▶ Ketentuan Tugas:
- a) Tentukan apakah tiap pernyataan berikut sesuai dengan teks tentang para pejuang kemerdekaan di bawah, lalu jawab ya atau tidak beserta kutipan persis kata-kata teks yang menentukannya. (i) Para pejuang yang gugur di medan perang mendapat gelar syuhada’. (ii) Para pejuang Indonesia melawan penjajah secara sendiri-sendiri. (iii) Ayat yang dikutip diambil dari Qs Ali-Imran ayat 169-170.
- b) Mohon lanjutkan teks tentang para pejuang kemerdekaan di bawah, mulai sesudah kalimat terakhirnya.

▶ Kutipan Teks:

┄┄┄┄┄┄┄┄┄┄┄┄┄┄┄┄┄┄┄┄

Dukungan ini sangat berpengaruh dan berbuah hasil. Setelah berjuang tanpa memikirkan keselamatan jiwanya yang sangat terancam, akhirnya kemerdekaan itu dapat diperebutkan. Para pejuang yang telah gugur di medan perang, merekalah telah mendapat gelar syuhada’ (orang mati syahid). Roman kegembiraan mereka sangat terpancarkan walaupun mereka telah tiada.

وَلَا تَحۡسَبَنَّ ٱلَّذِينَ قُتِلُواْ فِي سَبِيلِ ٱللَّهِ أَمۡوَٰتَۢاۚ بَلۡ أَحۡيَآءٌ عِندَ رَبِّهِمۡ يُرۡزَقُونَ  ١٦٩ فَرِحِينَ بِمَآ ءَاتَىٰهُمُ ٱللَّهُ مِن فَضۡلِهِۦ وَيَسۡتَبۡشِرُونَ بِٱلَّذِينَ لَمۡ يَلۡحَقُواْ بِهِم مِّنۡ خَلۡفِهِمۡ أَلَّا خَوۡفٌ عَلَيۡهِمۡ وَلَا هُمۡ يَحۡزَنُونَ  ١٧٠

Artinya: “Janganlah kamu mengira bahwa orang-orang yang gugur di jalan Allah itu mati; bahkan mereka itu hidup disisi Tuhannya dengan mendapat rizki. Mereka dalam Keadaan gembira disebabkan karunia Allah yang diberikan-Nya kepada mereka, dan mereka bergirang hati terhadap orang-orang yang masih tinggal di belakang yang belum menyusul mereka, bahwa tidak ada kekhawatiran terhadap mereka dan tidak (pula) mereka bersedih hati.” (Qs Ali-Imran: 169-170).

Maka, kita bisa mengambil banyak sekali ibrah dari para pejuang bangsa ini dalam memperebutkan kemerdekaan. Mereka tidak berdiri sendiri dalam melawan para penjajah yang telah bersewenang-wenang menguasai tanah ibu pertiwi. Pejuang Indonesia sadar bahwa tak ada kekuatan terbesar yang dapat dikobarkan kecuali dengan solidaritas (selain kekuatan dari Tuhan).

┄┄┄┄┄┄┄┄┄┄┄┄┄┄┄┄┄┄┄┄

▶ Catatan Data:

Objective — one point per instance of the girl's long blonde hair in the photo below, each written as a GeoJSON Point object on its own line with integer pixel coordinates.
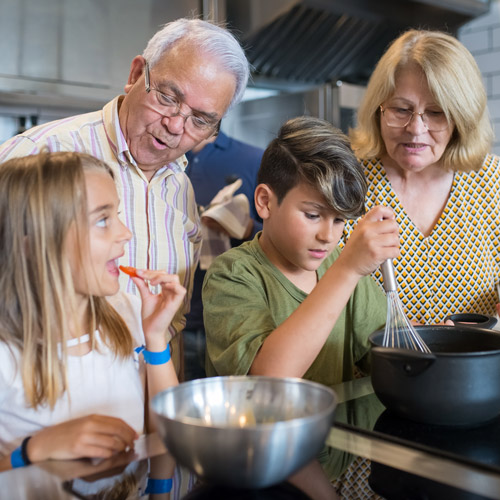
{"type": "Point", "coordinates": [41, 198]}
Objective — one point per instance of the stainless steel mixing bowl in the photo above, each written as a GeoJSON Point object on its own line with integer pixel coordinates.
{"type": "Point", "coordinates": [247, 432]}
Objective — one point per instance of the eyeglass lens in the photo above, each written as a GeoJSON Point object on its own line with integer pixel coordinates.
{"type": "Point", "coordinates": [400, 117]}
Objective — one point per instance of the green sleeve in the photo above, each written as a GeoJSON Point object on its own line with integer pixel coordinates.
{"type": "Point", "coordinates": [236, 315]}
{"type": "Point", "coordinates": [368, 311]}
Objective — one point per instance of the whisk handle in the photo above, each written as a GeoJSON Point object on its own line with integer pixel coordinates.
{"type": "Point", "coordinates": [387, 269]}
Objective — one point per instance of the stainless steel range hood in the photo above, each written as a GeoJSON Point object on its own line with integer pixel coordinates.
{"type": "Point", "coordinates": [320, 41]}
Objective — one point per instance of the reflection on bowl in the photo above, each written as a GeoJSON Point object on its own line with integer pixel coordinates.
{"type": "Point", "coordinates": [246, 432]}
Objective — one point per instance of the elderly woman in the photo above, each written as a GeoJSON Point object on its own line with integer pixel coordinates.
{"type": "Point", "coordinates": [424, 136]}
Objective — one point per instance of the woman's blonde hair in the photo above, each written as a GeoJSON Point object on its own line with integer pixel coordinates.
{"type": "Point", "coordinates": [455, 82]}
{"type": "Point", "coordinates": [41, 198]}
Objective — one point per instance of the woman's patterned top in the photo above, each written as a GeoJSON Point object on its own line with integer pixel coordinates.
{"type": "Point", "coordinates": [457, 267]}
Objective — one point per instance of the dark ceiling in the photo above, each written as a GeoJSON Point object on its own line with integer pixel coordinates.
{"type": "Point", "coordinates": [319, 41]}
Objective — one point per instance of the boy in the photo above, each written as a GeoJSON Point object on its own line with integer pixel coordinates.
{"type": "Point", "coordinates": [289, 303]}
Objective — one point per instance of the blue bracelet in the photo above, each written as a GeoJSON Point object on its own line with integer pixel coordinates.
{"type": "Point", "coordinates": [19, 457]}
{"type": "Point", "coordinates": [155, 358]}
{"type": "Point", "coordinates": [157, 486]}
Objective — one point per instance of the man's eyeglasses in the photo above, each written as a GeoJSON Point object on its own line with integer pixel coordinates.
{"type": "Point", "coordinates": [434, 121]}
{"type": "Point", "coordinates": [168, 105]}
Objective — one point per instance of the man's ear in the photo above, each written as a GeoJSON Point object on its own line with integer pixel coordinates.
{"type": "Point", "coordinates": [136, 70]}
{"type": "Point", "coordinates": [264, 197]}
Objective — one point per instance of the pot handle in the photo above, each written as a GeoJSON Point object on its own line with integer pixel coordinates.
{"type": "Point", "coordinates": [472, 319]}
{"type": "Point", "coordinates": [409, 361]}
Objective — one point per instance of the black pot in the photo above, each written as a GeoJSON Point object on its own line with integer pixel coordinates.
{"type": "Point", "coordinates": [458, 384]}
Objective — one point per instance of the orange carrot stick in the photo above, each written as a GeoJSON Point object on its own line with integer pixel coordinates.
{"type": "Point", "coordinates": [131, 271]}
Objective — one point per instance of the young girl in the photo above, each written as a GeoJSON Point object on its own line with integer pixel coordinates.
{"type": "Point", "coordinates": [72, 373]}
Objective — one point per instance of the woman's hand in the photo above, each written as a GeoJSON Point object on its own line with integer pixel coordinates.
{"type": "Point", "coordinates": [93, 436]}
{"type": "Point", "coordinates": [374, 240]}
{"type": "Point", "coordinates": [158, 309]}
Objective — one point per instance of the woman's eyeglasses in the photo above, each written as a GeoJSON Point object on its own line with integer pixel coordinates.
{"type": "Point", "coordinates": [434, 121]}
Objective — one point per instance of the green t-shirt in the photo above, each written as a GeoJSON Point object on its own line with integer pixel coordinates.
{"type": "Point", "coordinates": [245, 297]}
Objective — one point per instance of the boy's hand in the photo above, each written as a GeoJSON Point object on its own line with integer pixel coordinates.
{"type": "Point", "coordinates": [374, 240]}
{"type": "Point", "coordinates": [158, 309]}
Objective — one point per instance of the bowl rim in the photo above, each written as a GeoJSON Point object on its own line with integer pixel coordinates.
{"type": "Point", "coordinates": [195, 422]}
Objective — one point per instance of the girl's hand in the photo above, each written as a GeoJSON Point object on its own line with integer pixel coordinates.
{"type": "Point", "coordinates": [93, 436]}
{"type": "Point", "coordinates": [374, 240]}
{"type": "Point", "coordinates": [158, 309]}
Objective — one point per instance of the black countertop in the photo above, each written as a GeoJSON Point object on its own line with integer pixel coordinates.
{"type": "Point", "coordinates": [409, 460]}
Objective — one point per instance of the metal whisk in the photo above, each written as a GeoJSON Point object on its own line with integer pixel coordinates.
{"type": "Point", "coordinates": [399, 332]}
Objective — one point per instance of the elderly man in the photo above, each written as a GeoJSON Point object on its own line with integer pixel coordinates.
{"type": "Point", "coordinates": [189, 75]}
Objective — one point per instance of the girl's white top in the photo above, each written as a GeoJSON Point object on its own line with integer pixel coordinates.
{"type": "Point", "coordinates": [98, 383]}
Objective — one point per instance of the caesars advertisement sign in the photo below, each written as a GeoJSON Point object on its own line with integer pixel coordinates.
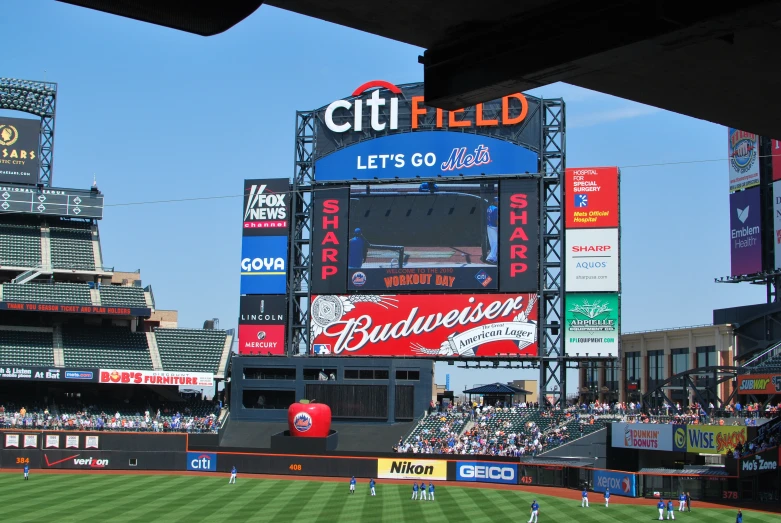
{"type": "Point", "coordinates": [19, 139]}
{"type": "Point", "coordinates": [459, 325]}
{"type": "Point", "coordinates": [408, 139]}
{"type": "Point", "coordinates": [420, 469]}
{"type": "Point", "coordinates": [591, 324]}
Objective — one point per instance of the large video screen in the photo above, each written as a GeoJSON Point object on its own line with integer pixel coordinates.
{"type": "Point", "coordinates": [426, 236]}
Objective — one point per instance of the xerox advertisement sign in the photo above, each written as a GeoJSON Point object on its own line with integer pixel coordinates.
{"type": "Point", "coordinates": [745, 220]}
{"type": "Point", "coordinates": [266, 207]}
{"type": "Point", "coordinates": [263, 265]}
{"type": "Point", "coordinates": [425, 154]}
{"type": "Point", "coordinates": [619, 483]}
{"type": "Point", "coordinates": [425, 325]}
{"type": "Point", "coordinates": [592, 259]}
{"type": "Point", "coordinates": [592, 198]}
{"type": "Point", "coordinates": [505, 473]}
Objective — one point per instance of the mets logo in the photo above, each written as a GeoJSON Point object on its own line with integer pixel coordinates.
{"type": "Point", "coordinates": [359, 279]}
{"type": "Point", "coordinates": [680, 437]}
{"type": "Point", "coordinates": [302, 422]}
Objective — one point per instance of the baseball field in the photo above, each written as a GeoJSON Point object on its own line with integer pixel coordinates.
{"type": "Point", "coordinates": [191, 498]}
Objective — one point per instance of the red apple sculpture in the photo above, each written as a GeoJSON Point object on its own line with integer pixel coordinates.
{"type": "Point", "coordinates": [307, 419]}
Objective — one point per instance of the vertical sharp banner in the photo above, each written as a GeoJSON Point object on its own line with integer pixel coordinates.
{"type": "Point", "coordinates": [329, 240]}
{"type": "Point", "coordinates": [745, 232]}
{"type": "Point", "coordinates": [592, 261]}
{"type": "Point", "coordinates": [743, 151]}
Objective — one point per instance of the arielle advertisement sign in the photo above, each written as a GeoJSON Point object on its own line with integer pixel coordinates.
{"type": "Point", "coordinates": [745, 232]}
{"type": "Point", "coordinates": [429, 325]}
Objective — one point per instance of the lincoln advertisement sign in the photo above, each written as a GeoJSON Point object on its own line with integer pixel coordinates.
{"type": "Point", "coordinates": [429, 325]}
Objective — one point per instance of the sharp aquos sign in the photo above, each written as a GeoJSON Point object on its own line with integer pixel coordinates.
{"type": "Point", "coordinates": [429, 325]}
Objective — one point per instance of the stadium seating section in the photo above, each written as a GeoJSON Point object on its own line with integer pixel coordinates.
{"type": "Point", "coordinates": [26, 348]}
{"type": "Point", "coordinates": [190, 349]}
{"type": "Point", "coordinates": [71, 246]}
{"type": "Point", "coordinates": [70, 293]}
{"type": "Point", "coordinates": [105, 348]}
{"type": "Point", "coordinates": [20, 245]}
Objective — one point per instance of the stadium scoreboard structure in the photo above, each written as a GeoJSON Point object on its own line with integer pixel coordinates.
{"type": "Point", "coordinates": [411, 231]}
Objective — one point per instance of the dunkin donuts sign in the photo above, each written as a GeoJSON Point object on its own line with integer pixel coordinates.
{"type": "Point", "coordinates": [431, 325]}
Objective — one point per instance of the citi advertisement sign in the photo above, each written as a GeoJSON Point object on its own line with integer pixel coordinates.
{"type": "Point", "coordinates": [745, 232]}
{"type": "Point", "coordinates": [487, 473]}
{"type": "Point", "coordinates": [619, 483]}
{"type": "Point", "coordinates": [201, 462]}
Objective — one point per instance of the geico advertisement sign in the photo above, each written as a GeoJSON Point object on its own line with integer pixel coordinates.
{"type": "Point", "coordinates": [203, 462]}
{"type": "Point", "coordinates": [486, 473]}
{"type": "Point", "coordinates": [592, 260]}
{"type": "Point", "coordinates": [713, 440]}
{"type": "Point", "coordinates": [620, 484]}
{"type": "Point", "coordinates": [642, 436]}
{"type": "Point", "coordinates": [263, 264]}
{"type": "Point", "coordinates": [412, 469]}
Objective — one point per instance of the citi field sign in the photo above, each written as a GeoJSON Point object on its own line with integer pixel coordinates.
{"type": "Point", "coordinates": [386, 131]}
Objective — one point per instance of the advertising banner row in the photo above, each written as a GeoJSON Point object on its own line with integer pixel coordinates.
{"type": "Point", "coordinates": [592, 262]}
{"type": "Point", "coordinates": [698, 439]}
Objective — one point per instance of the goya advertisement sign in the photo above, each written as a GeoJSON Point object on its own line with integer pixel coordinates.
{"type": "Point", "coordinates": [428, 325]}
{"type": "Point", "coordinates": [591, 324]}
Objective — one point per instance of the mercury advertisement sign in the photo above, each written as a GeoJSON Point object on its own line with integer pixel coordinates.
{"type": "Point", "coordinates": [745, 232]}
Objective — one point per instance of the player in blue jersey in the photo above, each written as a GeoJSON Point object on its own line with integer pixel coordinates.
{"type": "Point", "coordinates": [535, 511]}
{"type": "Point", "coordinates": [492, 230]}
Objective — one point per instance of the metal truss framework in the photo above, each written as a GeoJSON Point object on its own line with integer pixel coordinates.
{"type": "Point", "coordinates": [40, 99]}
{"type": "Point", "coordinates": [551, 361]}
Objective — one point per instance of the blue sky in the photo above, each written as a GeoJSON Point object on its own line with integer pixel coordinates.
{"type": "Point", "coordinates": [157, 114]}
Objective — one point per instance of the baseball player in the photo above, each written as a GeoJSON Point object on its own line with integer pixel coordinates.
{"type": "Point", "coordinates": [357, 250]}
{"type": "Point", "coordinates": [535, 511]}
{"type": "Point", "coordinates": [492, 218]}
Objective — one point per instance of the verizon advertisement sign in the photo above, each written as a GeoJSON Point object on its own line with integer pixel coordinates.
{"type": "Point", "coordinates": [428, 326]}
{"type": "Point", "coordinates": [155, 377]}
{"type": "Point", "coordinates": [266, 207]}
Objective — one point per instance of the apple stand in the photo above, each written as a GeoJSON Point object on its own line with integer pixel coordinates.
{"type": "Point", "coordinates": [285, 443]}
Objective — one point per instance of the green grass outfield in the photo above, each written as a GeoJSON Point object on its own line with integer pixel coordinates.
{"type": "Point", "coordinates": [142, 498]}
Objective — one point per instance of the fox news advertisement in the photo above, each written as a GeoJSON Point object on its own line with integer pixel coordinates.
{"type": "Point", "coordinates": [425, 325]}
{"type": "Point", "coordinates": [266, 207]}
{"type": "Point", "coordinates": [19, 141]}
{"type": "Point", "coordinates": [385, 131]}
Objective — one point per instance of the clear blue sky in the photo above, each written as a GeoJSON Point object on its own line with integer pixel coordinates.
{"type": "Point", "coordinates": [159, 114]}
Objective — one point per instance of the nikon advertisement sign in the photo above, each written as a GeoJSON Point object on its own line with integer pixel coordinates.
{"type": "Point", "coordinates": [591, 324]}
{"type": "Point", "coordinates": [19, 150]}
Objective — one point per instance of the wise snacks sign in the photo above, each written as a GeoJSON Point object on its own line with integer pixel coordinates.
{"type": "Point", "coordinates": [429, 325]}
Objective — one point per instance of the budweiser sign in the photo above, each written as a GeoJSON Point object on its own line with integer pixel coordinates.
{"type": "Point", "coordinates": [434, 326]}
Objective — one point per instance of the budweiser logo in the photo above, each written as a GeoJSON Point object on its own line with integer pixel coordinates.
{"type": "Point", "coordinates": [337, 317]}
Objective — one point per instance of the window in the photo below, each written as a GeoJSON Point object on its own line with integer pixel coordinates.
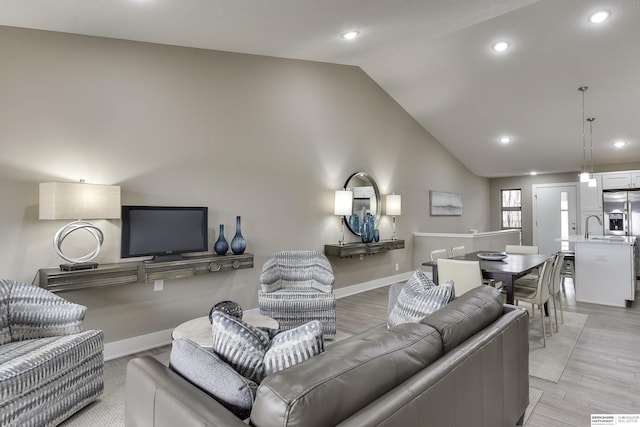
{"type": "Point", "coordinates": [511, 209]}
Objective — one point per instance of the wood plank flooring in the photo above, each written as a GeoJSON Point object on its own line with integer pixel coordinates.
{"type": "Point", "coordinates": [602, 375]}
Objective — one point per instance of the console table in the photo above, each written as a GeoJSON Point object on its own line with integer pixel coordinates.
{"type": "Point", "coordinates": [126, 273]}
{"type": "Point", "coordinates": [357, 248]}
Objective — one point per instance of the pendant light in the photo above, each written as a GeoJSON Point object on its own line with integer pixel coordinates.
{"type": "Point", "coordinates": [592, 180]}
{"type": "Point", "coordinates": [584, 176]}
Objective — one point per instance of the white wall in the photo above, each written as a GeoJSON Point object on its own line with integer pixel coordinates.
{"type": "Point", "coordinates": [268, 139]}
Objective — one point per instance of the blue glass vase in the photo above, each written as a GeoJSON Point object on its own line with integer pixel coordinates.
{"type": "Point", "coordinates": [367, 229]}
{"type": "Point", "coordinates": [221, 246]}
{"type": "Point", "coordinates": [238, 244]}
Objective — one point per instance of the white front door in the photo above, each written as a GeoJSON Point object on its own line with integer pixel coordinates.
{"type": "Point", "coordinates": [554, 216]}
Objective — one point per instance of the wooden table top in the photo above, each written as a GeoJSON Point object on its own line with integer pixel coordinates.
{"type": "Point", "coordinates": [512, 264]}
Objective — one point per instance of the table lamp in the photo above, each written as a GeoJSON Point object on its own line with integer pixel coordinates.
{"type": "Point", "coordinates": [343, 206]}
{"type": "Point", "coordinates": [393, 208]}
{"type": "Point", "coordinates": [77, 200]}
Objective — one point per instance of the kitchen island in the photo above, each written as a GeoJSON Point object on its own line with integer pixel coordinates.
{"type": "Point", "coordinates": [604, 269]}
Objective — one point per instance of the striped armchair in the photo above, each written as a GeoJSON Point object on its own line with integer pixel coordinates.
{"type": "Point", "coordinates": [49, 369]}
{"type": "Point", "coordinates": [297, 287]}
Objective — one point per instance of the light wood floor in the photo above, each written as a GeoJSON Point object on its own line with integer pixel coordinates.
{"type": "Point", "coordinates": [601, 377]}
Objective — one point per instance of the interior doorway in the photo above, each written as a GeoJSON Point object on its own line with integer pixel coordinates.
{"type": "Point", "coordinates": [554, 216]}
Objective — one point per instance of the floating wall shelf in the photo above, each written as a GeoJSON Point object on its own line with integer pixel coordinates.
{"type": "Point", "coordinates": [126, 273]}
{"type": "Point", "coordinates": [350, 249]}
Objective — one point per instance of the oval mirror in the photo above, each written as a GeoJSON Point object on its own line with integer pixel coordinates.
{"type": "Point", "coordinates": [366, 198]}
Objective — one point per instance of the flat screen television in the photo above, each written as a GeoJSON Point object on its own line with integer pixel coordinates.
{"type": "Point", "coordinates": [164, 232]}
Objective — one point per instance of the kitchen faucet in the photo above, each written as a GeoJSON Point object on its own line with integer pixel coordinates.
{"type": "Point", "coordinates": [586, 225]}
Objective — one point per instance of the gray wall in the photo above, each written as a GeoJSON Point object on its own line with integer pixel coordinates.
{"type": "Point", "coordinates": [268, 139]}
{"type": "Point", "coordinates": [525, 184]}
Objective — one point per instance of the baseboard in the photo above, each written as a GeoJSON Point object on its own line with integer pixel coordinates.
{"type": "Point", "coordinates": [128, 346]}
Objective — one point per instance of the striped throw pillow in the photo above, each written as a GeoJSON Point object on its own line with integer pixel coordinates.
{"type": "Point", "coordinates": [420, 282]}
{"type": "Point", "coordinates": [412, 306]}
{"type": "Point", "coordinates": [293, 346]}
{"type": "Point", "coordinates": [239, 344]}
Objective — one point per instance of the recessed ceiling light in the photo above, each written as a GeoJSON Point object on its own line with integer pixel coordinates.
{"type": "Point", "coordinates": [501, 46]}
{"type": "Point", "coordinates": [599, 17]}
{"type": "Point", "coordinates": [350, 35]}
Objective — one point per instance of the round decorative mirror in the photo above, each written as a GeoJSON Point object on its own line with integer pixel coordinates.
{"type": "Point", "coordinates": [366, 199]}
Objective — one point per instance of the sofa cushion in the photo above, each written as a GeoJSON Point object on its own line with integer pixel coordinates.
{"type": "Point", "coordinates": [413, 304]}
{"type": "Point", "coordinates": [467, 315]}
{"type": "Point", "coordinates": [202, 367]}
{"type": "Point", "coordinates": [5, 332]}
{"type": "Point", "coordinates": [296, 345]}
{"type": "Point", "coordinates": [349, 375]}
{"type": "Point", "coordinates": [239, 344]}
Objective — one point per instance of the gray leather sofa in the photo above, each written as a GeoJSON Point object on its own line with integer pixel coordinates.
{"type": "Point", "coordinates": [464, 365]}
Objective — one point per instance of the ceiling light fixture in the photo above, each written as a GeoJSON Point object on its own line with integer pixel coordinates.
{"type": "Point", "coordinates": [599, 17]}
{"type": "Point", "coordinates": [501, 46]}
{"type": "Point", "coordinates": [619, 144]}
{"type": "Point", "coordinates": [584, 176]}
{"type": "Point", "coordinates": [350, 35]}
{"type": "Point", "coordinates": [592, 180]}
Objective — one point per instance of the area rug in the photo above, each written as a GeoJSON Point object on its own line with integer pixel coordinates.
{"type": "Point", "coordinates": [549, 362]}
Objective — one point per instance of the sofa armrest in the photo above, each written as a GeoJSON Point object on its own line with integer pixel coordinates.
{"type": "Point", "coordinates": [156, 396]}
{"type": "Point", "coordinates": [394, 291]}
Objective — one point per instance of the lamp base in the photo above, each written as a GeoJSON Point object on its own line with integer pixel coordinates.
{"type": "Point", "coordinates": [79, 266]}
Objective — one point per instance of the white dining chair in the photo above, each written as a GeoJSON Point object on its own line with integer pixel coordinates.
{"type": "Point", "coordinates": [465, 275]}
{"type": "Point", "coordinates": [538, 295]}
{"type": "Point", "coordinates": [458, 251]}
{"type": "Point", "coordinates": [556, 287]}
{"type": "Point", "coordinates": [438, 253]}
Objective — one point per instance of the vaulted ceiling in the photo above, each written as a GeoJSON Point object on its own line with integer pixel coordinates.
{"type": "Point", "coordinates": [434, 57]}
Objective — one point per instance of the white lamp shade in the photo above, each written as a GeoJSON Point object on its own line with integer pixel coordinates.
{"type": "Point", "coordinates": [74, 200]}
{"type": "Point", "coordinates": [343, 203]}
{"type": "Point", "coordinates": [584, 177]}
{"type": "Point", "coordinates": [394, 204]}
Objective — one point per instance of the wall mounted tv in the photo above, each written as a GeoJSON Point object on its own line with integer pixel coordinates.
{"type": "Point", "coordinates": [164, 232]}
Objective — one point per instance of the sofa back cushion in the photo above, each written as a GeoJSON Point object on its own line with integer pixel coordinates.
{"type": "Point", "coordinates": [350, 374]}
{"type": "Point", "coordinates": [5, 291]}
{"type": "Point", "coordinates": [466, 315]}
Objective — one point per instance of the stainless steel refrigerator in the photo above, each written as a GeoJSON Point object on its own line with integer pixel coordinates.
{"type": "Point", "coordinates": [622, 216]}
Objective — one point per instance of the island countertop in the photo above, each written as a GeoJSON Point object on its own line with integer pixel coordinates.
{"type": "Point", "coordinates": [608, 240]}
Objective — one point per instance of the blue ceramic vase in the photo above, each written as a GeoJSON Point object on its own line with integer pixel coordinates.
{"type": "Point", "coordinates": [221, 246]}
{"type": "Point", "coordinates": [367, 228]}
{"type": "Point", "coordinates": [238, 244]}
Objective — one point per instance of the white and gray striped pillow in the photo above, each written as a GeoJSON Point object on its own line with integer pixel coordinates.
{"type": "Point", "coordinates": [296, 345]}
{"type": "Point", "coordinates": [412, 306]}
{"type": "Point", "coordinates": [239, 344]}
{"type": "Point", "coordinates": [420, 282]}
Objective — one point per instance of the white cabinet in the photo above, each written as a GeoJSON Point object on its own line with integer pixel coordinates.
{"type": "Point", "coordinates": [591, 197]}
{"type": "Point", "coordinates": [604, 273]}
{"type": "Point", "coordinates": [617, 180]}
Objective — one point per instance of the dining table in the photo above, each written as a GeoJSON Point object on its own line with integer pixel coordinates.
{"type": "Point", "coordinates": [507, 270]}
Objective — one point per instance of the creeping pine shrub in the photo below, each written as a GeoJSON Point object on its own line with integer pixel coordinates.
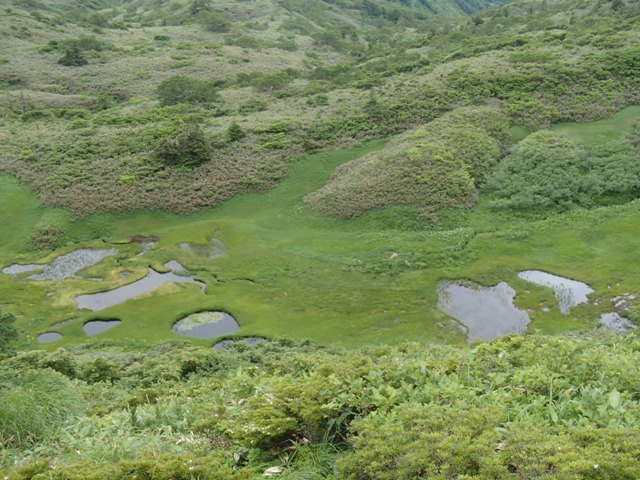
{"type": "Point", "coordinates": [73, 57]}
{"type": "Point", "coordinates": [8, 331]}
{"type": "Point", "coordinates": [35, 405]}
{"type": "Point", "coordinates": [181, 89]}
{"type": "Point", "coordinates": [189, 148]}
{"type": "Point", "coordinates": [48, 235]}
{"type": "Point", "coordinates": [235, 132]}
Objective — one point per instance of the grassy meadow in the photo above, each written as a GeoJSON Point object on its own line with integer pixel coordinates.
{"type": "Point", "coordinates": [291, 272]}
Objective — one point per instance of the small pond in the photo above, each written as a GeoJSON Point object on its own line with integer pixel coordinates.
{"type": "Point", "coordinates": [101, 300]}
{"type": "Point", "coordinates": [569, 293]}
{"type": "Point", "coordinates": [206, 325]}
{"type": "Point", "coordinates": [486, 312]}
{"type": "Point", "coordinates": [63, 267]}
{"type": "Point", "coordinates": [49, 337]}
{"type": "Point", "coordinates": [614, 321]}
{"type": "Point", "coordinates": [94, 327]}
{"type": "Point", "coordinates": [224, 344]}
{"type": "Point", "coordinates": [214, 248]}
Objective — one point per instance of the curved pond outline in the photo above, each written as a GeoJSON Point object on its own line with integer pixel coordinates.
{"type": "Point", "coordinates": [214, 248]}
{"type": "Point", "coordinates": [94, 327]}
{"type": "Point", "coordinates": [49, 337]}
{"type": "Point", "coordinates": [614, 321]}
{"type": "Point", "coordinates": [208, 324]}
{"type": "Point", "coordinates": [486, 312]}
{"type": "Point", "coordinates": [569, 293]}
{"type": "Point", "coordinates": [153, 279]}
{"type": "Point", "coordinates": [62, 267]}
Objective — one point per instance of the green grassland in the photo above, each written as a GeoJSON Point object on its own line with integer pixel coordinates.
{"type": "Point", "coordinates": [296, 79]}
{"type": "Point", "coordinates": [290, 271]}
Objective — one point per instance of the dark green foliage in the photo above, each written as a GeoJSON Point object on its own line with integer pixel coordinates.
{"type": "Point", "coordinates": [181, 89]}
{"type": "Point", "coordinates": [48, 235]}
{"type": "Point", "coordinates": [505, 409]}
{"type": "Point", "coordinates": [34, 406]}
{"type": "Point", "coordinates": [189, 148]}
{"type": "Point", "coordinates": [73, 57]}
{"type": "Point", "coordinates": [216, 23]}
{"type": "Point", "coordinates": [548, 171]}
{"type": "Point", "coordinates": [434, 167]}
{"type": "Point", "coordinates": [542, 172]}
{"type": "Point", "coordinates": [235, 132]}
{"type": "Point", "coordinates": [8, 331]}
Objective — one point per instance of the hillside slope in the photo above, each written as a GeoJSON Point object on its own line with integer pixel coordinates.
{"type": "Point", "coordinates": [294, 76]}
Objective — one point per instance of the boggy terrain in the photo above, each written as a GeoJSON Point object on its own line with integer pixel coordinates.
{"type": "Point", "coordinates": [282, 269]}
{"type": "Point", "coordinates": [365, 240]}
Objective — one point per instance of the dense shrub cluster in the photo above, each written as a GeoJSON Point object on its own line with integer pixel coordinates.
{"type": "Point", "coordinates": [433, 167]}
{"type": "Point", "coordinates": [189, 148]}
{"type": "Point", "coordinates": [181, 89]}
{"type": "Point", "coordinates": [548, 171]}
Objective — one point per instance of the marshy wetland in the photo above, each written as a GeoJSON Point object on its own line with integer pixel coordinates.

┄┄┄┄┄┄┄┄┄┄┄┄┄┄┄┄┄┄┄┄

▶ Jawaban per Butir:
- a)
(i) Ya: “Para pejuang yang telah gugur di medan perang, merekalah telah mendapat gelar syuhada’ (orang mati syahid).”
(ii) Tidak: “Mereka tidak berdiri sendiri dalam melawan para penjajah”
(iii) Ya: “(Qs Ali-Imran: 169-170)”

- b)
Relevansinya dengan Covid-19 ialah manusia itu harus bersama-sama berjuang dalam melawan Covid-19. Tantangan berat dan berliku-liku ini tidak bisa kita diamkan begitu saja. Sebagai bangsa yang besar, tidak elok untuk berdiam diri tanpa berjuang seperti yang telah dicontohkan oleh para pejuang. Diri kita harusnya malu dengan para pejuang. Mereka tidak mempunyai alat yang canggih dalam berperang. Namun, tatkala jiwa sudah membara, disitulah kejayaan akan diraih.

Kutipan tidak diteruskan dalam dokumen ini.